▸ **PROMPT**
Pictures stay out of this copy; please retype only the lines from the start of the records through the line with "Target to outline: curved neck".
PROVIDED RECORDS START
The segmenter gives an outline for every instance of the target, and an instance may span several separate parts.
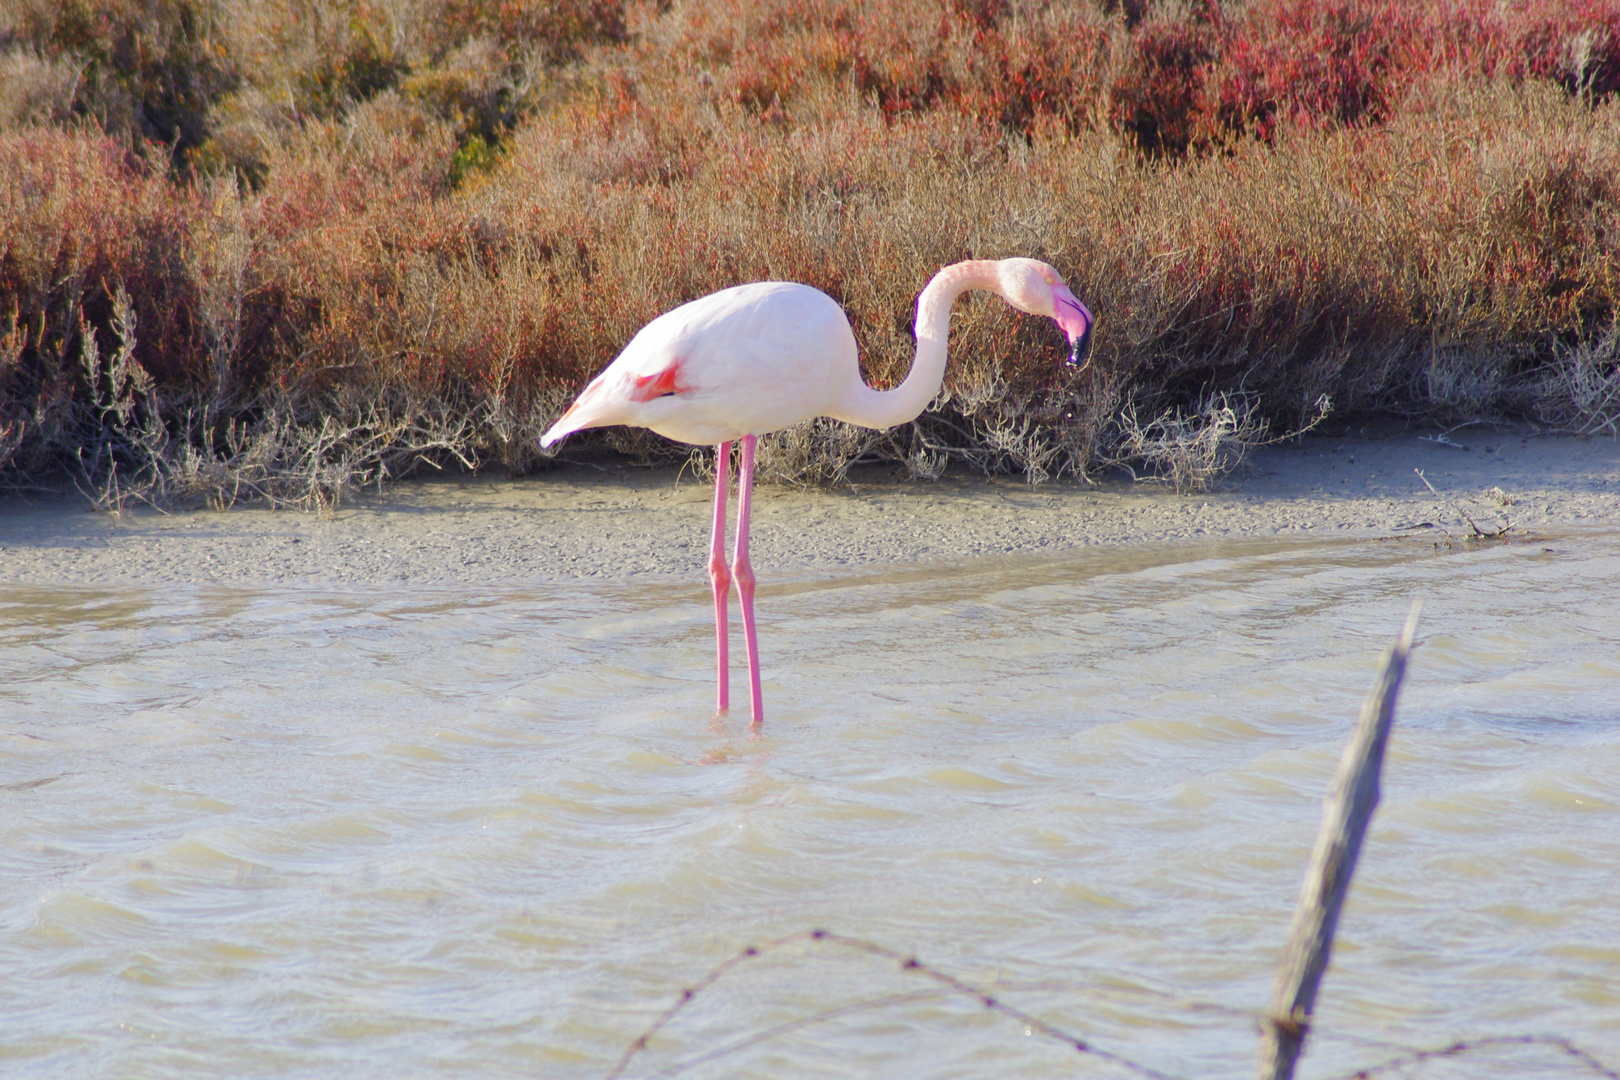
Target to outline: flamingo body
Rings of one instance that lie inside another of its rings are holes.
[[[733,442],[836,414],[860,381],[855,335],[832,297],[787,281],[737,285],[642,327],[541,445],[608,424]]]
[[[720,713],[729,704],[726,608],[735,584],[752,718],[755,724],[764,718],[748,558],[757,438],[817,416],[880,429],[915,419],[944,381],[951,304],[968,289],[988,289],[1020,311],[1052,319],[1068,336],[1071,365],[1090,344],[1092,314],[1052,267],[1033,259],[955,263],[935,274],[917,298],[917,357],[905,381],[892,390],[874,390],[861,379],[855,335],[832,297],[808,285],[755,282],[682,304],[642,327],[541,438],[541,446],[550,446],[585,428],[629,424],[677,442],[715,445],[709,580]],[[728,566],[725,513],[733,442],[741,443],[742,459],[736,546]]]

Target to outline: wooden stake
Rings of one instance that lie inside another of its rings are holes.
[[[1400,636],[1390,642],[1378,671],[1378,681],[1361,706],[1361,720],[1339,759],[1339,771],[1328,788],[1322,807],[1322,829],[1316,835],[1305,886],[1294,909],[1288,945],[1277,966],[1277,984],[1264,1021],[1260,1043],[1260,1080],[1292,1080],[1294,1064],[1305,1051],[1316,988],[1333,952],[1333,932],[1339,923],[1350,877],[1356,872],[1361,839],[1378,805],[1378,774],[1384,764],[1384,746],[1395,719],[1395,696],[1406,675],[1406,658],[1417,629],[1418,609],[1413,601]]]

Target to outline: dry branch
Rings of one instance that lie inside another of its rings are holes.
[[[1288,932],[1271,1008],[1261,1029],[1260,1080],[1291,1080],[1305,1049],[1316,991],[1333,952],[1339,912],[1356,872],[1362,838],[1378,805],[1378,775],[1384,747],[1395,721],[1395,698],[1406,675],[1406,658],[1417,630],[1419,604],[1413,602],[1406,625],[1390,642],[1379,665],[1378,679],[1361,708],[1361,719],[1339,759],[1328,787],[1322,828],[1305,872],[1299,906]]]

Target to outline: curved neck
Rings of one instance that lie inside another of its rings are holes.
[[[836,418],[879,429],[917,419],[945,382],[951,305],[969,289],[1000,293],[996,264],[987,260],[952,263],[935,274],[917,297],[917,356],[905,382],[893,390],[874,390],[864,382],[857,383]]]

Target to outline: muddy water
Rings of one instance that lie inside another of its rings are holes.
[[[766,573],[758,737],[709,716],[690,579],[0,588],[0,1073],[601,1076],[712,965],[824,926],[1247,1076],[1242,1010],[1414,595],[1307,1074],[1525,1032],[1620,1061],[1620,536]],[[784,948],[631,1075],[930,985]],[[1117,1073],[1074,1058],[922,996],[690,1075]]]

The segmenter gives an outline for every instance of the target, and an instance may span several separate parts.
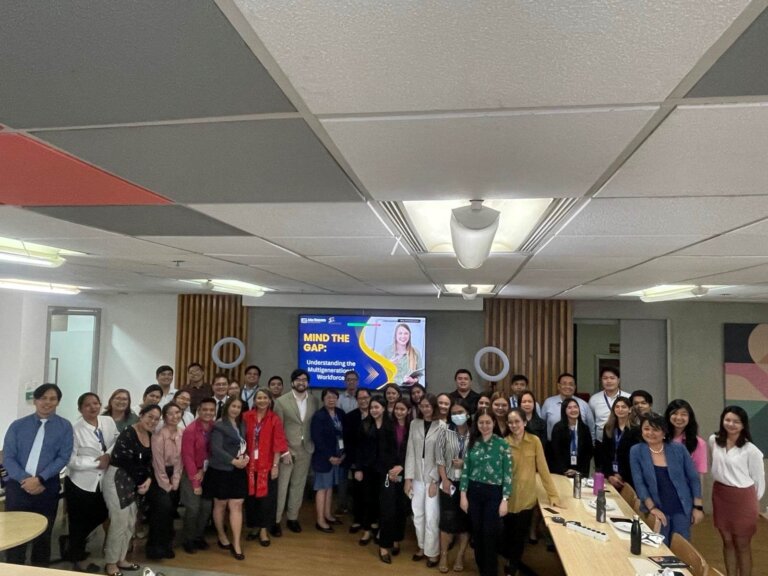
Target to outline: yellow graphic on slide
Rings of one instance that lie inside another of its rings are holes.
[[[374,362],[377,362],[378,364],[381,364],[381,367],[384,368],[384,372],[387,374],[387,382],[394,382],[395,374],[397,373],[397,367],[389,358],[382,356],[373,350],[370,346],[368,346],[368,343],[365,341],[365,328],[360,330],[360,336],[358,336],[357,340],[358,344],[360,345],[360,350],[362,350],[363,353],[368,356],[368,358]],[[379,375],[379,372],[376,370],[375,366],[367,366],[366,373],[367,374],[364,377],[364,383],[366,384],[373,382]]]

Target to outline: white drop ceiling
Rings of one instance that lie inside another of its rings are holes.
[[[768,302],[768,93],[750,73],[761,52],[743,48],[768,46],[766,6],[6,3],[0,137],[170,205],[81,205],[76,187],[69,203],[27,204],[4,188],[15,167],[0,154],[0,237],[83,252],[53,270],[0,264],[0,277],[570,299],[678,282]],[[424,253],[393,218],[405,201],[473,198],[563,209],[477,270]]]

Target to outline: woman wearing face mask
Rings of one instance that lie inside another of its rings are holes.
[[[176,394],[173,395],[173,401],[181,408],[179,428],[184,430],[195,421],[195,416],[189,409],[189,405],[192,403],[192,396],[189,395],[189,390],[177,390]]]
[[[477,409],[478,410],[490,410],[491,409],[491,395],[486,392],[480,392],[480,398],[477,400]]]
[[[445,430],[445,423],[435,419],[437,398],[426,394],[419,404],[421,418],[411,422],[405,458],[406,495],[411,497],[413,525],[419,550],[413,555],[418,562],[427,557],[427,567],[437,566],[440,554],[440,501],[437,498],[440,475],[437,471],[435,447]]]
[[[559,506],[557,487],[549,474],[541,440],[525,430],[525,414],[513,408],[507,415],[509,434],[507,444],[512,454],[512,495],[509,498],[509,514],[504,517],[509,564],[504,571],[515,576],[518,569],[525,574],[533,571],[523,564],[525,537],[529,533],[533,512],[537,509],[536,474],[549,497],[550,506]]]
[[[368,416],[361,422],[355,443],[352,468],[359,486],[357,496],[362,509],[360,524],[363,536],[359,540],[360,546],[367,545],[373,539],[373,527],[379,521],[379,485],[384,483],[384,475],[376,467],[379,461],[379,434],[388,418],[385,402],[381,396],[371,398]]]
[[[409,389],[409,393],[411,396],[411,412],[410,412],[410,420],[413,420],[414,418],[421,418],[421,412],[419,412],[419,402],[421,402],[421,399],[424,398],[424,394],[427,393],[427,389],[424,388],[421,384],[414,384]]]
[[[547,442],[547,422],[536,412],[536,396],[526,390],[520,394],[518,402],[525,416],[525,431],[538,436],[544,446]]]
[[[460,507],[461,469],[469,446],[469,410],[463,400],[451,406],[451,423],[437,441],[437,471],[440,474],[440,564],[448,572],[448,547],[458,541],[454,572],[464,570],[464,552],[469,542],[469,518]]]
[[[125,388],[118,388],[112,392],[103,414],[112,417],[118,434],[139,420],[139,417],[131,410],[131,393]]]
[[[403,393],[400,391],[400,387],[397,384],[390,382],[384,386],[384,400],[387,402],[387,414],[392,415],[392,410],[395,409],[395,402],[403,397]]]
[[[699,472],[699,480],[704,486],[704,474],[707,473],[707,443],[699,436],[699,423],[691,405],[685,400],[672,400],[664,411],[667,422],[667,440],[685,445],[691,455],[693,465]]]

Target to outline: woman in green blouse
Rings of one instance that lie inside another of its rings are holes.
[[[461,509],[469,514],[480,576],[496,576],[498,572],[499,518],[506,516],[512,493],[509,446],[493,434],[493,422],[490,410],[477,411],[461,472]]]

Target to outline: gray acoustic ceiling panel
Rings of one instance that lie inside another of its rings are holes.
[[[129,236],[250,236],[184,206],[55,206],[31,210]]]
[[[3,2],[0,38],[15,128],[294,111],[210,0]]]
[[[180,204],[360,201],[344,171],[296,118],[36,136]]]
[[[752,22],[686,97],[764,96],[768,94],[766,62],[768,10]]]

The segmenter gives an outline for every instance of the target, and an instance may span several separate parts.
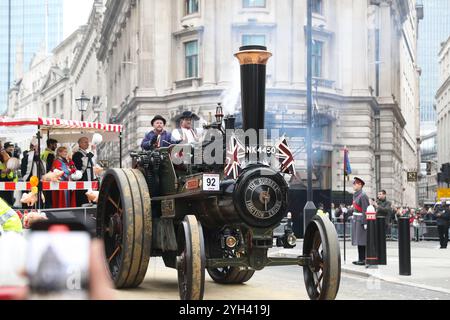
PROVIDED RECORDS END
▸ **RESPONSE BELOW**
The segmenter gives an outline for every instance of the target, and an instance may span several separate parts.
Target to outline: flamingo body
Rings of one instance that lie inside another of its rings are holes.
[[[733,442],[836,414],[860,381],[855,335],[832,297],[787,281],[737,285],[642,327],[541,445],[608,424]]]
[[[720,713],[729,704],[726,608],[735,584],[752,718],[755,724],[764,718],[748,558],[757,438],[817,416],[880,429],[915,419],[944,381],[951,304],[968,289],[988,289],[1020,311],[1052,319],[1068,336],[1071,365],[1090,344],[1092,314],[1052,267],[1033,259],[955,263],[935,274],[917,298],[917,357],[905,381],[892,390],[874,390],[861,379],[855,335],[832,297],[808,285],[755,282],[682,304],[642,327],[541,438],[541,446],[550,446],[585,428],[629,424],[677,442],[715,445],[709,580]],[[728,566],[725,513],[733,442],[741,443],[742,459],[736,546]]]

Target to outline: wooden stake
Rings of one instance that lie inside another of its rings are holes.
[[[1400,636],[1390,642],[1378,671],[1378,681],[1361,706],[1361,720],[1339,759],[1339,771],[1328,788],[1322,807],[1322,829],[1316,835],[1305,886],[1294,909],[1288,945],[1277,966],[1277,984],[1264,1021],[1260,1043],[1260,1080],[1292,1080],[1294,1064],[1305,1051],[1316,988],[1333,952],[1333,932],[1339,923],[1350,877],[1356,872],[1361,839],[1378,805],[1378,774],[1384,764],[1384,746],[1395,719],[1395,696],[1406,675],[1406,658],[1417,629],[1418,609],[1413,601]]]

Target to outline: dry branch
Rings of one instance that lie inside another of its rings are holes.
[[[1288,932],[1271,1008],[1261,1029],[1260,1080],[1291,1080],[1305,1049],[1316,991],[1333,952],[1339,912],[1356,872],[1362,838],[1378,805],[1378,775],[1384,747],[1395,721],[1395,698],[1406,675],[1406,658],[1417,630],[1419,604],[1413,602],[1406,625],[1390,642],[1379,665],[1378,679],[1361,708],[1361,719],[1339,759],[1328,787],[1322,828],[1305,872],[1299,906]]]

Target to outline: curved neck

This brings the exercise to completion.